Records from a data collection
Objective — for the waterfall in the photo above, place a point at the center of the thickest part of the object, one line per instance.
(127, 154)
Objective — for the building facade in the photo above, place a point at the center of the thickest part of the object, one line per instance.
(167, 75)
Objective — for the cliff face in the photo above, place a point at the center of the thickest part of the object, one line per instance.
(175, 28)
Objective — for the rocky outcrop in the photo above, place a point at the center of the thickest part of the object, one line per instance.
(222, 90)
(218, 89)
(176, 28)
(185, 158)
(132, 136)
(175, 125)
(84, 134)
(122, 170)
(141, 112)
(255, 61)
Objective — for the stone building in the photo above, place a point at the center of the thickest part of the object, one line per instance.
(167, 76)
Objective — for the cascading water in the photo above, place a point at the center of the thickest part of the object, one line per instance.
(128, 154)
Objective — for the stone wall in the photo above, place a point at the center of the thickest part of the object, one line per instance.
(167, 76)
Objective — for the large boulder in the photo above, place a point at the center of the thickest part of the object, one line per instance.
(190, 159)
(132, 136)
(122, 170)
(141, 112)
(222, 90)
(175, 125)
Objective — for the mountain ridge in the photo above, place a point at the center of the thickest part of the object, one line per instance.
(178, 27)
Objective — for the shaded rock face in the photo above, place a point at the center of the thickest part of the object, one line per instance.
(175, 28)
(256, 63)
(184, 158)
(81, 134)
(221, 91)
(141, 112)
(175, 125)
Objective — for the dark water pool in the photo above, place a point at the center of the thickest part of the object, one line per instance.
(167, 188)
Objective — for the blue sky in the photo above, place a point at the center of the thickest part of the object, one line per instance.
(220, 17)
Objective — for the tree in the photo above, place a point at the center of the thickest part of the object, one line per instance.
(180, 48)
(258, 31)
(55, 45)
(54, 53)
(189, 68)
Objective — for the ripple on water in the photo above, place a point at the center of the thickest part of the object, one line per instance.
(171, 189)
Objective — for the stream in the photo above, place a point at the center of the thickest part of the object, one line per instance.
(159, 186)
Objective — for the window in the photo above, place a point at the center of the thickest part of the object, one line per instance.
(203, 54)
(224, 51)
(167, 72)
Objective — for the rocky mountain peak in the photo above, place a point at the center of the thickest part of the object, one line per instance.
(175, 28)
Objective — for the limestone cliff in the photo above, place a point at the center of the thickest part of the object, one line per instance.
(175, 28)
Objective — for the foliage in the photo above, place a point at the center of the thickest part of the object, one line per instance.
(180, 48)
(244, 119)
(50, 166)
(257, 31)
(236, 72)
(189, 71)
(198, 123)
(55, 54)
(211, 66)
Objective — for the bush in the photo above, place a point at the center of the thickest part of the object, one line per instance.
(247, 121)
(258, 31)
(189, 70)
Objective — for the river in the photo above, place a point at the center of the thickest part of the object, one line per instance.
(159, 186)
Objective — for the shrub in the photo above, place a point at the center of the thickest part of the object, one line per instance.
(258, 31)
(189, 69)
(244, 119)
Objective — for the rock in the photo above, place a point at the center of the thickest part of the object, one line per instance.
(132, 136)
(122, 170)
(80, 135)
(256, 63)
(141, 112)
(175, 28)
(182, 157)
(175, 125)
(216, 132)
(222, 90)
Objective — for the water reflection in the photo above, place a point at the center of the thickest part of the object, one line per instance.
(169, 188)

> Task directions
Nothing in the records may change; output all of them exactly.

> Result
Objective — for the waterfall in the photo above, place a point at the center of the thickest part of the object, one line per instance.
(127, 154)
Objective — for the building facade in the photo above, place a point at the center of the thickest part of the object, one line per instance.
(167, 75)
Objective — for the cliff face in the photo above, place a point at the center of the thickest part of the object, one line per instance.
(175, 28)
Objective — for the rocky outcrop in the photo above, place a point at the center of the thickest part of the object, one line per instance.
(222, 90)
(218, 89)
(176, 28)
(185, 158)
(132, 136)
(175, 125)
(84, 134)
(122, 170)
(141, 112)
(255, 61)
Objective — for the stone building in the photo above, place a point at the center of the thickest part of the object, one line per instance.
(167, 76)
Objective — for the cascading water in the photo above, place a point at the center of the thickest part of the object, one line per instance.
(128, 154)
Objective — for the stone wall in the photo above, place a point at the center of the thickest part of the object, one line per instance.
(167, 76)
Objective — for the large boulder in the photo above, place a point at the center of the thickest part of the object, one line per instance.
(190, 159)
(132, 136)
(122, 170)
(141, 112)
(222, 90)
(175, 125)
Objective — for the mountain ridge in the photo above, place a point at the center of the thickest part of the object, one line per instance.
(178, 27)
Objective — for the shaded rock face in the photo above, place a point at the center of the thickest part of the object, one line per instance.
(175, 28)
(256, 63)
(184, 158)
(81, 134)
(221, 91)
(141, 112)
(175, 125)
Objective — for the dark water pool in the photo above, place a point at the center of the thickest part of the object, one line per instance.
(167, 188)
Objective — for the blue sky in the photo above, place a point at the center of the thickest part of the object, one line per instance.
(220, 17)
Objective — for the tree in the photo above, place a point at the center of the thickest part of the object, one line per instance.
(180, 48)
(258, 31)
(55, 45)
(54, 53)
(189, 68)
Objective — for the ripple on water in the photo above, place a point at the center of the thickest part of the object, one line per instance.
(171, 189)
Objective — for the stream in the photo above, place a point at the center of the thickest part of the object, one line per instance.
(159, 186)
Objective — for the window in the photo above, place a point at the center of the thickest part of the object, one line per instance.
(203, 54)
(224, 51)
(167, 72)
Objective — for the rocky mountain peak in the photo above, place a point at the center of the thickest part of the object, one line per instance.
(175, 28)
Objective — for the limestone cliff in the photo above, place a point at the center of the thickest part of the object, one line per instance.
(175, 28)
Objective — for the foliage in the photo above, place a point at the center of the thickest part of the object, one line per instance.
(180, 48)
(244, 119)
(50, 166)
(257, 31)
(236, 72)
(189, 71)
(198, 123)
(55, 54)
(211, 66)
Objective — for the bush in the photo above, place a point at the center of the thickest part of the object, one line per instance.
(247, 121)
(258, 31)
(189, 70)
Objective — for the river in the photo above, place a point at the center of the thickest part of the object, one line per instance.
(159, 186)
Objective — for the shrub in the photo above, place a point at the center of the thickest part of the object, one line per instance.
(258, 31)
(189, 69)
(244, 119)
Objective — for the rock in the photo above, place a point at the center of the thickest part of the object, one line per instance.
(132, 136)
(122, 170)
(80, 135)
(256, 63)
(141, 112)
(175, 28)
(182, 157)
(175, 125)
(216, 132)
(222, 90)
Objective — for the water reflection in the photo above, place a point at the center of the thickest part of the object, one line per instance.
(169, 188)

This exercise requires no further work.